• _CONSIGNE 1_
D'après l'article de théâtre ci-dessous, dans quel lieu le spectacle « Le Pire n'est pas (toujours) certain » a-t-il été créé ?

• _TEXTE DU DOCUMENT_
■ ■ ■ ■ ■ ■ ■

Théâtre

(Dé)jouer à se faire peur – sur « Le pire n’est pas (toujours) certain » de Catherine Boskowitz

Géographe

Avec « Le Pire n’est pas (toujours) certain », spectacle créé ce soir à la MC93 de Bobigny, Catherine Boskowitz propose en s’emparant de la question migratoire et des réactions qu’elle suscite comme un conte politique voltairien où il est possible de se jouer de la peur, au sens littéral que permet le théâtre comme au sens politique de l’engagement. La géographe Anne-Laure Amilhat-Szary a assisté à sa création.

■ ■ ■ ■ ■ ■ ■

(Données d'étiquetage par coordonnées)

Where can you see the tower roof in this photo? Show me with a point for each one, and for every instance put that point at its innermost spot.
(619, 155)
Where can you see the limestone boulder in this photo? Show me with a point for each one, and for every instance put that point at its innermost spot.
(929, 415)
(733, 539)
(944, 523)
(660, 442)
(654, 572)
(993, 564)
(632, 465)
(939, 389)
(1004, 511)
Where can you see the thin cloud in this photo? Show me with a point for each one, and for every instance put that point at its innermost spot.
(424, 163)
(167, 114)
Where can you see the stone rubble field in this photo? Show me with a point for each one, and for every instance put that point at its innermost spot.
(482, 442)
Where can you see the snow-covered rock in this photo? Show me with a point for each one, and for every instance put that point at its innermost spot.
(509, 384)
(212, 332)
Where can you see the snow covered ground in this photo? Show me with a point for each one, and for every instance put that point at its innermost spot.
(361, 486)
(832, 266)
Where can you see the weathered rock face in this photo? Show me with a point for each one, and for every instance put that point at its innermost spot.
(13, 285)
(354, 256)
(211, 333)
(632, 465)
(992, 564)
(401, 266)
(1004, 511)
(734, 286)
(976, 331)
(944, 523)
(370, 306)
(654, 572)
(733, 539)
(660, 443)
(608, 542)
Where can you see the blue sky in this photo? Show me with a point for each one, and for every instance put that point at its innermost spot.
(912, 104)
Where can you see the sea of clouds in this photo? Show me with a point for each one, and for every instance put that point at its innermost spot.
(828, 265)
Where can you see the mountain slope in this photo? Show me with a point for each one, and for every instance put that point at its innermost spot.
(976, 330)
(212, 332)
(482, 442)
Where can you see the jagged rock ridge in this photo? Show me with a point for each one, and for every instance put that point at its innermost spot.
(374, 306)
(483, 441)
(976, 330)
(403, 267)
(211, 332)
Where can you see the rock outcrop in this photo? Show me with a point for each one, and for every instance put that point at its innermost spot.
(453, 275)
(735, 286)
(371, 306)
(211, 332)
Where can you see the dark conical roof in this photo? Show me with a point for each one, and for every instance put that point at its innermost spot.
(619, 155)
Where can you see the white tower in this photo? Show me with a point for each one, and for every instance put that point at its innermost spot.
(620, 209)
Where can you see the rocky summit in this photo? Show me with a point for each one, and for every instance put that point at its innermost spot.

■ ■ ■ ■ ■ ■ ■

• _CONSIGNE 2_
Reprenez sous forme de liste JSON de chaînes, une chaîne par ligne et sans les lignes vides, une partie des enregistrements : commencez à la ligne qui contient « Where can you see the snow covered » et allez jusqu'à la fin des enregistrements.

• _CORRIGÉ 1_
À la MC93 de Bobigny.

• _CORRIGÉ 2_
[
  "Where can you see the snow covered ground in this photo? Show me with a point for each one, and for every instance put that point at its innermost spot.",
  "(361, 486)",
  "(832, 266)",
  "Where can you see the weathered rock face in this photo? Show me with a point for each one, and for every instance put that point at its innermost spot.",
  "(13, 285)",
  "(354, 256)",
  "(211, 333)",
  "(632, 465)",
  "(992, 564)",
  "(401, 266)",
  "(1004, 511)",
  "(734, 286)",
  "(976, 331)",
  "(944, 523)",
  "(370, 306)",
  "(654, 572)",
  "(733, 539)",
  "(660, 443)",
  "(608, 542)",
  "Where can you see the blue sky in this photo? Show me with a point for each one, and for every instance put that point at its innermost spot.",
  "(912, 104)",
  "Where can you see the sea of clouds in this photo? Show me with a point for each one, and for every instance put that point at its innermost spot.",
  "(828, 265)",
  "Where can you see the mountain slope in this photo? Show me with a point for each one, and for every instance put that point at its innermost spot.",
  "(976, 330)",
  "(212, 332)",
  "(482, 442)",
  "Where can you see the jagged rock ridge in this photo? Show me with a point for each one, and for every instance put that point at its innermost spot.",
  "(374, 306)",
  "(483, 441)",
  "(976, 330)",
  "(403, 267)",
  "(211, 332)",
  "Where can you see the rock outcrop in this photo? Show me with a point for each one, and for every instance put that point at its innermost spot.",
  "(453, 275)",
  "(735, 286)",
  "(371, 306)",
  "(211, 332)",
  "Where can you see the dark conical roof in this photo? Show me with a point for each one, and for every instance put that point at its innermost spot.",
  "(619, 155)",
  "Where can you see the white tower in this photo? Show me with a point for each one, and for every instance put that point at its innermost spot.",
  "(620, 209)",
  "Where can you see the rocky summit in this photo? Show me with a point for each one, and for every instance put that point at its innermost spot."
]